*** Document section
According to the U.S. Department of Agriculture, a third of our diet comes from crops that need pollinators like bees, butterflies and moths.

But, the department also said that the population of these species has been in decline. This puts some of the crops we and others animals eat in danger.

That drove Nicole Brown to co-create Bee City Wichita, an organization that’s dedicated to conserving and promoting local pollination.

“We wanted to focus on pollinators because so many other people do not focus on them,” she said. “They are very much underappreciated and overlooked.”

Bee City Wichita is a part of the Bee City USA network. The network is a nonprofit run through the Xerces Society, which focuses on the protection of invertebrates.

Bee City USA designates cities and college campuses based on their efforts to conserve pollinators and their interest in joining the network.

Laura Rost is the national coordinator for the organization.

“I want communities to dictate what works for them,” Rost said. “I want to make sure the program continues to feel integrated into the cities and campuses that choose to participate.”

 Tadeo Ruiz
KMUW
Tadeo Ruiz

There are currently 186 Bee City USA affiliates. Wichita is the first city in Kansas to be recognized as a member.

Brown co-founded Bee City Wichita alongside her close friend, Rachel Roth. The pair began contacting members of the community to join their efforts. Soon after, they formed a team of nature experts and enthusiasts.

Seth Macy is one of the members of the group. He’s also a landscaper at Pawnee Prairie Park and built the team’s first native garden.

Located near the now-closed nature center, the garden houses 40 native plants like milkweed, sunflowers and even black cherries.

Macy said he knew the climate was changing and the best way he could help was by creating the garden.
******
*** Material supplied
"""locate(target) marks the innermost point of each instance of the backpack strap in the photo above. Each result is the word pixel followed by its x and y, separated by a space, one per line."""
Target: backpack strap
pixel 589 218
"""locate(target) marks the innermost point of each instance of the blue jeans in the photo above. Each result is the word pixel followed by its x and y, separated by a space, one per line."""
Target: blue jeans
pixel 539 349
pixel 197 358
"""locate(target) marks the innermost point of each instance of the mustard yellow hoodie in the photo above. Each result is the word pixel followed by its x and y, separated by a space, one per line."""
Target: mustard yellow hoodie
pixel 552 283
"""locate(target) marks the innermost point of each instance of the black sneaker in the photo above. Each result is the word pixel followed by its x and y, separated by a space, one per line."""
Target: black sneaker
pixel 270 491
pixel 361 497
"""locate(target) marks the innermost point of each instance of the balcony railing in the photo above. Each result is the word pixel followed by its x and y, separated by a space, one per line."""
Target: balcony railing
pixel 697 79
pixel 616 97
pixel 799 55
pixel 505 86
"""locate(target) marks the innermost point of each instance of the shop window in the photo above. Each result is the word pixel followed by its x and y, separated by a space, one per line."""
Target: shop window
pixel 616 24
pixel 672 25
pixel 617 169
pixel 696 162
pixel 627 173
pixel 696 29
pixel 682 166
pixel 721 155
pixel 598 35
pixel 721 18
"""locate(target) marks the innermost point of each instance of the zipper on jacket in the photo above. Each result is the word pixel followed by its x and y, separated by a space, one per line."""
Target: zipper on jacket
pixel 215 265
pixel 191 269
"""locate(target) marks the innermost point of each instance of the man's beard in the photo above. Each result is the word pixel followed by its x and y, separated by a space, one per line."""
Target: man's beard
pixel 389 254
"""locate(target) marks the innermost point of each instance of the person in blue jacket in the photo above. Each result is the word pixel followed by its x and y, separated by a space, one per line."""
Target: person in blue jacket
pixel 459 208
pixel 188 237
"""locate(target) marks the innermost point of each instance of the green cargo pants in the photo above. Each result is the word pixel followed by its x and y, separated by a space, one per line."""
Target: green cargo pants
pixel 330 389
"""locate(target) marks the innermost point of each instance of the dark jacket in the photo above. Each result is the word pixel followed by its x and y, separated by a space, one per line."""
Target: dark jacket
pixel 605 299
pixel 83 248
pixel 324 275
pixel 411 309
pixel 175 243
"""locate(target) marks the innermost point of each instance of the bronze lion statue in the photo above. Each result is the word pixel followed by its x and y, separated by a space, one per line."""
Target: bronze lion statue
******
● What the task asks: Extend the article about Bee City Wichita with a few more paragraphs, starting after its last sentence.

● Exercise output:
“It’s just very rewarding, once you plant something and you see the wildlife you planted for using it?” Macy said. “There’s no better feeling than that.”

The National Wildlife Federation reported that climate change’s effects like higher temperatures and irregular rainfall affects native species negatively.

Invasive non-native species like garlic mustard could take over affected areas.

“We like [native plants] because our insects have evolved alongside them,” Macy said. “A lot of pollinators will lay eggs in those plants, they won’t lay eggs on [invasive] plants.”

Besides using native plants as breeding grounds, pollinators also look for those that will give them food to eat like nectar.

Dexter Mardis is an ecologist with WSU who’s working alongside Bee City Wichita. He said that when a pollinator, like a bee, lands on these flowers to feed, it accidentally catches the flower’s pollen on the hair of its legs.

“They end up just becoming these giant mixing bowls of pollen moving from flower to flower,” he said. “Helping to spread genetic diversity and to make sure that the female flowers of the plants are fertilized.”

Tadeo Ruiz
/
KMUW

If pollination were to stop, the USDA said more than 150 national food crops would be affected, including almost all fruits and grains.

“We have to care about these things because they do form the basis of our food chain,” Brown said. “Without these plants, without these insects, everything would collapse”

Pollinators don’t just function as a way to pollinate the crops we eat, they themselves are also a source of nutrition for other animals.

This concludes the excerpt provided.